# Directions
The data is to be transcribed in full, with nothing missed.

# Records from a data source
◇ ◇ ◇
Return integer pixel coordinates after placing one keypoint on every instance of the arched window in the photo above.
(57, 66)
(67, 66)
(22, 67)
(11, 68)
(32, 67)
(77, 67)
◇ ◇ ◇
# Answer below
Return integer pixel coordinates after placing one keypoint on every instance of the arched window in the photo above.
(57, 66)
(67, 66)
(22, 67)
(11, 68)
(32, 67)
(77, 67)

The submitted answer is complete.